• _Task_: Copy out the whole HLJ1 lung cancer text below word for word.

• _Source document_:
Published online Dec 10, 2014. doi: 10.5306/wjco.v5.i5.865
Revised: February 10, 2014
Accepted: April 16, 2014
Published online: December 10, 2014
Processing time: 348 Days and 14.5 Hours
Lung cancer is the leading cause of cancer-related mortality throughout the world. Non-small cell lung cancer (NSCLC) accounts for 85% of all diagnosed lung cancers. Despite considerable progress in the diagnosis and treatment of the disease, the overall 5-year survival rate of NSCLC patients remains lower than 15%. The most common causes of death in lung cancer patients are treatment failure and metastasis. Therefore, developing novel strategies that target both tumour growth and metastasis is an important and urgent mission for the next generation of anticancer therapy research. Heat shock proteins (HSPs), which are involved in the fundamental defence mechanism for maintaining cellular viability, are markedly activated during environmental or pathogenic stress. HSPs facilitate rapid cell division, metastasis, and the evasion of apoptosis in cancer development. These proteins are essential players in the development of cancer and are prime therapeutic targets. In this review, we focus on the current understanding of the molecular mechanisms responsible for HLJ1’s role in lung cancer carcinogenesis and progression. HLJ1, a member of the human HSP 40 family, has been characterised as a tumour suppressor. Research studies have also reported that HLJ1 shows promising dual anticancer effects, inhibiting both tumour growth and metastasis in NSCLC. The accumulated evidence suggests that HLJ1 is a potential biomarker and treatment target for NSCLC.
Core tip: HLJ1, a member of the human heat shock proteins 40 family, has been characterised as a tumour suppressor. Research studies have reported that HLJ1 shows promising dual anticancer effects, inhibiting both tumour growth and metastasis in non-small cell lung cancer (NSCLC). The accumulated evidence suggests that HLJ1 is a potential biomarker and treatment target for NSCLC. We propose a hypothetical model for the roles of HLJ1 stimulator in suppressing lung cancer tumourigenesis. Investigating the integrated and coordinated molecular mechanisms of HLJ1 may shed new light on the treatment of lung cancer. The development of drug targeting HLJ1 may be an effective approach for lung cancer therapy.

• _Data excerpts_:
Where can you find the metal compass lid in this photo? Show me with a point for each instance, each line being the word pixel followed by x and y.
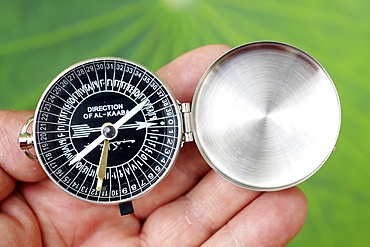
pixel 266 116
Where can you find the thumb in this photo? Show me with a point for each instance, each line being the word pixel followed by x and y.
pixel 12 159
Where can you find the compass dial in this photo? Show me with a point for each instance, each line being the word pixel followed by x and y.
pixel 107 130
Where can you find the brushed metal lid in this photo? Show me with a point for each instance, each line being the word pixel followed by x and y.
pixel 266 116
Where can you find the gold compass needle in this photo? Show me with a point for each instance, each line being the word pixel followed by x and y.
pixel 102 168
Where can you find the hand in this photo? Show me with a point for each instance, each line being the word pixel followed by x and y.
pixel 191 206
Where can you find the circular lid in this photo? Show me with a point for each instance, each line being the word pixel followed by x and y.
pixel 266 116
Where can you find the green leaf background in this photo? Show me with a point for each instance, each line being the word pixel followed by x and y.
pixel 38 39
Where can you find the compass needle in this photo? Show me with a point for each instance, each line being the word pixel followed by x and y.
pixel 102 168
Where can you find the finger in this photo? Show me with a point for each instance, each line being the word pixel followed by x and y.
pixel 194 218
pixel 7 184
pixel 12 159
pixel 182 75
pixel 18 225
pixel 273 219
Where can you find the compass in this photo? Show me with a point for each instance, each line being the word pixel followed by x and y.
pixel 265 116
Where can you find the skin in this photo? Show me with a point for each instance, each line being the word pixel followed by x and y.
pixel 192 206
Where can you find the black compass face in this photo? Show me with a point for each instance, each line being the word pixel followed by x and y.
pixel 110 122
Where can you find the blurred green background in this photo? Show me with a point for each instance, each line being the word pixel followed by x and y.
pixel 38 39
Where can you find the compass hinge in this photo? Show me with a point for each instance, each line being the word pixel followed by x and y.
pixel 187 132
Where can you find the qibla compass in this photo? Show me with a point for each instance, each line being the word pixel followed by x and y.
pixel 265 116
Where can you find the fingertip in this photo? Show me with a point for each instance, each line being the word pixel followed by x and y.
pixel 12 159
pixel 184 73
pixel 7 184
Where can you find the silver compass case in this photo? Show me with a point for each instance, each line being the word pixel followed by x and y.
pixel 266 116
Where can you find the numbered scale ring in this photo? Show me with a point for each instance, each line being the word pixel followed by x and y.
pixel 265 116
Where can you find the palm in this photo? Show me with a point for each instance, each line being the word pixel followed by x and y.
pixel 192 206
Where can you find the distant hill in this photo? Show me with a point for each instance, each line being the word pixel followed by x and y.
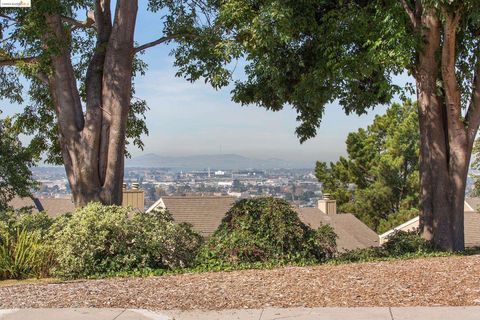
pixel 220 161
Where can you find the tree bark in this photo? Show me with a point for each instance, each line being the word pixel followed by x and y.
pixel 446 137
pixel 93 142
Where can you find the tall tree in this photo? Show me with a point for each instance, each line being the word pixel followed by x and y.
pixel 306 54
pixel 80 104
pixel 15 165
pixel 379 180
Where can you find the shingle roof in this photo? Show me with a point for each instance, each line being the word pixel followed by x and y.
pixel 206 213
pixel 472 229
pixel 53 206
pixel 203 213
pixel 351 232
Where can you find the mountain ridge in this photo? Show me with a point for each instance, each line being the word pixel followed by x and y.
pixel 213 161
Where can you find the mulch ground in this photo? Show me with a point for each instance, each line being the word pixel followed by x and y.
pixel 450 281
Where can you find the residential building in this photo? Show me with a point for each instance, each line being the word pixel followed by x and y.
pixel 471 224
pixel 206 213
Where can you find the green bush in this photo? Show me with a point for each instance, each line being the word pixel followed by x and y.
pixel 24 247
pixel 266 229
pixel 11 221
pixel 23 255
pixel 101 239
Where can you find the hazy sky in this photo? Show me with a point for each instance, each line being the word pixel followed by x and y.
pixel 192 119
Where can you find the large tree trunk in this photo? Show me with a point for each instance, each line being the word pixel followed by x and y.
pixel 446 137
pixel 93 142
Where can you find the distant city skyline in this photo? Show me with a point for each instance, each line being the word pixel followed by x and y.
pixel 194 119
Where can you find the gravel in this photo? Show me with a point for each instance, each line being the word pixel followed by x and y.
pixel 446 281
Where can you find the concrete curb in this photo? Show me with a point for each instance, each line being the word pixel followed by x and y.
pixel 375 313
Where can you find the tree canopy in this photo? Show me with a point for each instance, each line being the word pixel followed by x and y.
pixel 15 166
pixel 307 54
pixel 379 180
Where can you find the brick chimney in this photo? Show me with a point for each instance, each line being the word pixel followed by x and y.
pixel 134 197
pixel 327 205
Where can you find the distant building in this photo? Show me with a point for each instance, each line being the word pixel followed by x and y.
pixel 53 206
pixel 206 213
pixel 471 224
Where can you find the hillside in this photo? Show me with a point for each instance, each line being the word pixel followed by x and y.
pixel 448 281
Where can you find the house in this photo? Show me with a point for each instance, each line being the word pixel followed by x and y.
pixel 53 206
pixel 205 215
pixel 471 224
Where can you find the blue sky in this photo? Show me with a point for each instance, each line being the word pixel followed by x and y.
pixel 193 119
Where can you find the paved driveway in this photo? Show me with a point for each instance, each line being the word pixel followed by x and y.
pixel 377 313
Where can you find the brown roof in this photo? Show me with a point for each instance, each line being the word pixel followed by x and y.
pixel 203 213
pixel 206 213
pixel 472 229
pixel 53 206
pixel 351 232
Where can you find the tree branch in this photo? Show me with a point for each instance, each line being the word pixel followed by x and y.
pixel 14 61
pixel 154 43
pixel 411 14
pixel 88 23
pixel 472 118
pixel 452 92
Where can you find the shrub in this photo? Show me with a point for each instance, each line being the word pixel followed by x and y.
pixel 23 255
pixel 24 247
pixel 362 255
pixel 11 221
pixel 265 229
pixel 101 239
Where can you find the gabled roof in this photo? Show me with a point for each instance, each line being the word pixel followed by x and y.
pixel 351 232
pixel 471 224
pixel 472 229
pixel 203 213
pixel 206 213
pixel 53 206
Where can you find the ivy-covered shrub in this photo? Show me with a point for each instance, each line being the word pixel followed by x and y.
pixel 100 239
pixel 24 247
pixel 266 229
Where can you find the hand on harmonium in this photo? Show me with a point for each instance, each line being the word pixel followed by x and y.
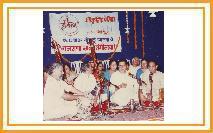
pixel 70 82
pixel 123 85
pixel 149 96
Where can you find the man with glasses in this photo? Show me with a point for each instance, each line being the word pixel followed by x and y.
pixel 126 86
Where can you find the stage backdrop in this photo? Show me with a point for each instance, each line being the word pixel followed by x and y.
pixel 72 30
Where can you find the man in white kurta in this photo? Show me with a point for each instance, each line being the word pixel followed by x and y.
pixel 128 87
pixel 85 82
pixel 55 106
pixel 157 78
pixel 135 66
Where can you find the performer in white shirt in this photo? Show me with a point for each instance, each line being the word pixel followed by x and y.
pixel 135 66
pixel 86 83
pixel 127 86
pixel 55 100
pixel 154 79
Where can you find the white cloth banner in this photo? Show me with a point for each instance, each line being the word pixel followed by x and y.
pixel 72 32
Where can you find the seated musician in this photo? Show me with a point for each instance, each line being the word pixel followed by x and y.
pixel 56 103
pixel 69 74
pixel 135 66
pixel 108 73
pixel 154 77
pixel 123 87
pixel 86 83
pixel 142 69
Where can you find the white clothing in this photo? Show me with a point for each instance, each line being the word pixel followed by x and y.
pixel 123 95
pixel 85 83
pixel 133 70
pixel 158 83
pixel 54 104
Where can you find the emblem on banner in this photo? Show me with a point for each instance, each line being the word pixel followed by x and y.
pixel 69 24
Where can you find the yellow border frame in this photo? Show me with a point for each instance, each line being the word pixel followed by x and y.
pixel 1 61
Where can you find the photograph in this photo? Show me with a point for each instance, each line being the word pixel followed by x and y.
pixel 103 65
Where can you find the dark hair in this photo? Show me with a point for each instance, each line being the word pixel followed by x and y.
pixel 99 63
pixel 84 67
pixel 123 60
pixel 153 62
pixel 53 66
pixel 111 61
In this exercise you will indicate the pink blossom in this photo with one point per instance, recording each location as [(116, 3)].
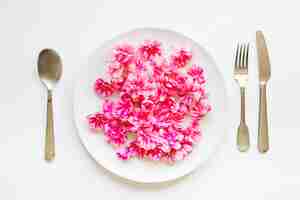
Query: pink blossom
[(181, 58), (154, 98), (104, 88)]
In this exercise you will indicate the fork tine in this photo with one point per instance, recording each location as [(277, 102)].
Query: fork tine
[(236, 57), (247, 56)]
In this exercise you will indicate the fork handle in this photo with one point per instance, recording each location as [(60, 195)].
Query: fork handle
[(243, 133), (263, 138), (243, 110), (49, 146)]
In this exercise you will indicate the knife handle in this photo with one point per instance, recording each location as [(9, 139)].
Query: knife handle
[(49, 145), (263, 138)]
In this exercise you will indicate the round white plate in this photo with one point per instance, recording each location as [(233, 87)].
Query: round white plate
[(86, 102)]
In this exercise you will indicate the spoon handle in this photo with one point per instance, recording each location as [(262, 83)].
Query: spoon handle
[(49, 146)]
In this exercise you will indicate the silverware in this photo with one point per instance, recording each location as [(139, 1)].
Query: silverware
[(50, 70), (264, 76), (241, 76)]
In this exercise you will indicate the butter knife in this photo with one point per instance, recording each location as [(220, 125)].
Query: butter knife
[(264, 75)]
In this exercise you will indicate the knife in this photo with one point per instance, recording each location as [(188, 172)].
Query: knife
[(264, 75)]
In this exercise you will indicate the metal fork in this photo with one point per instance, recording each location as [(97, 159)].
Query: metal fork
[(241, 76)]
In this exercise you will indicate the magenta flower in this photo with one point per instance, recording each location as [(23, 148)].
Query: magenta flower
[(154, 98)]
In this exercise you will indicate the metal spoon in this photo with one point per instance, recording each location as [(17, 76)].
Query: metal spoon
[(50, 70)]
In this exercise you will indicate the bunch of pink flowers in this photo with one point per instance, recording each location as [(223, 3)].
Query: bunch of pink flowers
[(156, 95)]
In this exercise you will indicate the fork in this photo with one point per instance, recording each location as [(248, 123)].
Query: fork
[(241, 76)]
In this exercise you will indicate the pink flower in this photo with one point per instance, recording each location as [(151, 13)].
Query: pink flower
[(181, 58), (149, 49), (96, 121), (103, 88), (154, 98), (124, 54)]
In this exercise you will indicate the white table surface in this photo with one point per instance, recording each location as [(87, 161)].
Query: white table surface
[(76, 28)]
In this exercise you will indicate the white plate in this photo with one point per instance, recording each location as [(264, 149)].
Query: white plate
[(86, 102)]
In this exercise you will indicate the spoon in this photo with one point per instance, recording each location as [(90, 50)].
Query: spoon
[(50, 70)]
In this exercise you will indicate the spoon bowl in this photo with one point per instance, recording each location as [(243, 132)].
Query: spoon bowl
[(49, 68), (50, 71)]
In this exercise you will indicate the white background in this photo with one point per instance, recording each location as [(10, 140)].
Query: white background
[(76, 28)]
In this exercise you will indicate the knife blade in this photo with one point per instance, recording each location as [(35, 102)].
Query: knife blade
[(264, 76), (263, 58)]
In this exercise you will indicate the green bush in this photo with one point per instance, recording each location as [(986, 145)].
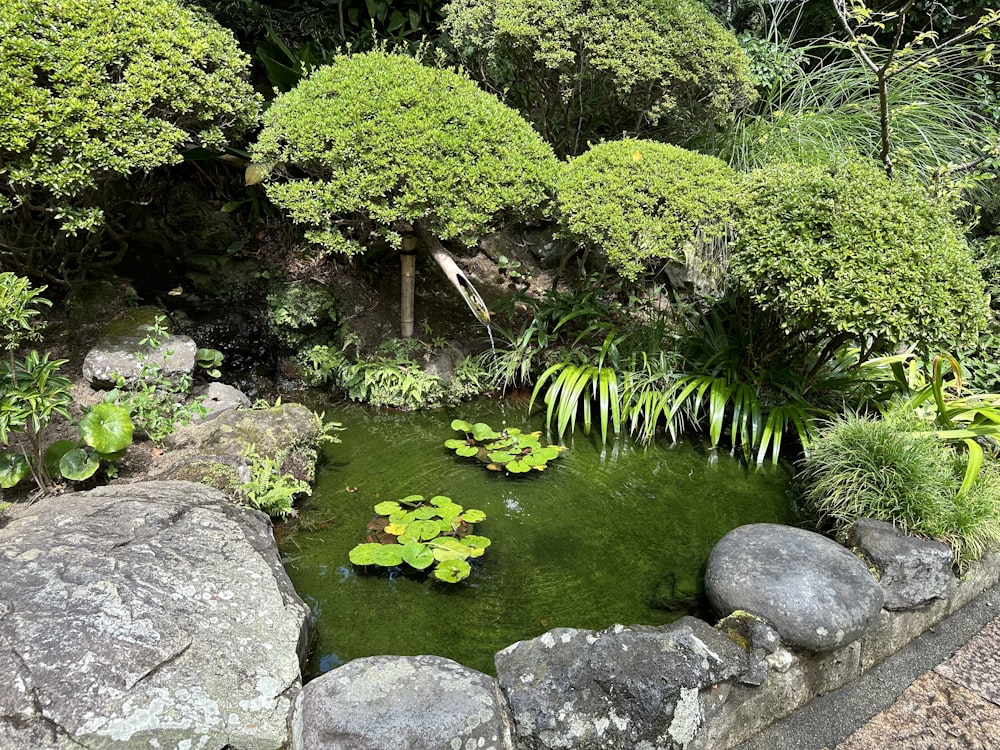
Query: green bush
[(641, 203), (385, 142), (301, 314), (93, 91), (582, 70), (843, 254), (892, 470)]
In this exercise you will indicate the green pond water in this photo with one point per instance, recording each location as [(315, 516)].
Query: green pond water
[(605, 535)]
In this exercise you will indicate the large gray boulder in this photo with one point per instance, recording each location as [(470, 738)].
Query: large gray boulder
[(815, 593), (912, 571), (637, 688), (152, 615), (400, 702)]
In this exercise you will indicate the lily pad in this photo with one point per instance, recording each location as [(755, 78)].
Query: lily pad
[(452, 571), (449, 548), (417, 555)]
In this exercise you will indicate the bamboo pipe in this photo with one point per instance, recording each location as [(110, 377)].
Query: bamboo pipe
[(455, 274)]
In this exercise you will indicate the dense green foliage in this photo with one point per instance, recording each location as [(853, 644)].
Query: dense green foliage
[(890, 469), (582, 70), (843, 254), (644, 204), (94, 91), (385, 142)]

• _Task response_:
Published online Dec 10, 2014. doi: 10.5306/wjco.v5.i5.865
Revised: February 10, 2014
Accepted: April 16, 2014
Published online: December 10, 2014
Processing time: 348 Days and 14.5 Hours
Lung cancer is the leading cause of cancer-related mortality throughout the world. Non-small cell lung cancer (NSCLC) accounts for 85% of all diagnosed lung cancers. Despite considerable progress in the diagnosis and treatment of the disease, the overall 5-year survival rate of NSCLC patients remains lower than 15%. The most common causes of death in lung cancer patients are treatment failure and metastasis. Therefore, developing novel strategies that target both tumour growth and metastasis is an important and urgent mission for the next generation of anticancer therapy research. Heat shock proteins (HSPs), which are involved in the fundamental defence mechanism for maintaining cellular viability, are markedly activated during environmental or pathogenic stress. HSPs facilitate rapid cell division, metastasis, and the evasion of apoptosis in cancer development. These proteins are essential players in the development of cancer and are prime therapeutic targets. In this review, we focus on the current understanding of the molecular mechanisms responsible for HLJ1’s role in lung cancer carcinogenesis and progression. HLJ1, a member of the human HSP 40 family, has been characterised as a tumour suppressor. Research studies have also reported that HLJ1 shows promising dual anticancer effects, inhibiting both tumour growth and metastasis in NSCLC. The accumulated evidence suggests that HLJ1 is a potential biomarker and treatment target for NSCLC.
Core tip: HLJ1, a member of the human heat shock proteins 40 family, has been characterised as a tumour suppressor. Research studies have reported that HLJ1 shows promising dual anticancer effects, inhibiting both tumour growth and metastasis in non-small cell lung cancer (NSCLC). The accumulated evidence suggests that HLJ1 is a potential biomarker and treatment target for NSCLC. We propose a hypothetical model for the roles of HLJ1 stimulator in suppressing lung cancer tumourigenesis. Investigating the integrated and coordinated molecular mechanisms of HLJ1 may shed new light on the treatment of lung cancer. The development of drug targeting HLJ1 may be an effective approach for lung cancer therapy.